### REQUIREMENT
Please rewrite the lines below, starting with the line containing "Where can you find the metal" and continuing through the last line, keeping the requests unchanged and scaling every coordinate in the answers by 2.05, rounded to whole numbers with halves rounded up.

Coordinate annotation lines
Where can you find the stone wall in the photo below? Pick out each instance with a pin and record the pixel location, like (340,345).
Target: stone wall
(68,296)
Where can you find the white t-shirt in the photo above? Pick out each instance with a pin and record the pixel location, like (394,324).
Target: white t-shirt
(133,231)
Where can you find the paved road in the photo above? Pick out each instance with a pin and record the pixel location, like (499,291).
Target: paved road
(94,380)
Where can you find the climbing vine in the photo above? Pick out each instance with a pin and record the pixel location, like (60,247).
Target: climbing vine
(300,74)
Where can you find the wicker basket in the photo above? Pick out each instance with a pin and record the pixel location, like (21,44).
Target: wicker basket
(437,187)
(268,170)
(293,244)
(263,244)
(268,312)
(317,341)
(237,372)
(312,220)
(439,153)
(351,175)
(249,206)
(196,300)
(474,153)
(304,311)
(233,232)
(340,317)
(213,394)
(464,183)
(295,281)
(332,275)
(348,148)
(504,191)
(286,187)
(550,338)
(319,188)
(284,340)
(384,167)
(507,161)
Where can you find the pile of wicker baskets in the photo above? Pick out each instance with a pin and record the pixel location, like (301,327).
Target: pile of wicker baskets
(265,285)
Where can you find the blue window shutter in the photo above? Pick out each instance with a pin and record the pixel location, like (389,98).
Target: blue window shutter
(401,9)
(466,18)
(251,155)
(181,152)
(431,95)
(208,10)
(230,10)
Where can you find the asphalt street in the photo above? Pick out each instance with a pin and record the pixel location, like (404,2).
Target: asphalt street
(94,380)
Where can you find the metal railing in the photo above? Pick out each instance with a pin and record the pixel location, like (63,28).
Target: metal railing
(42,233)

### ANSWER TO THE EXERCISE
Where can you find the metal railing in the photo above? Pick out each instance with a pin and record the pixel location, like (63,28).
Target: metal railing
(86,478)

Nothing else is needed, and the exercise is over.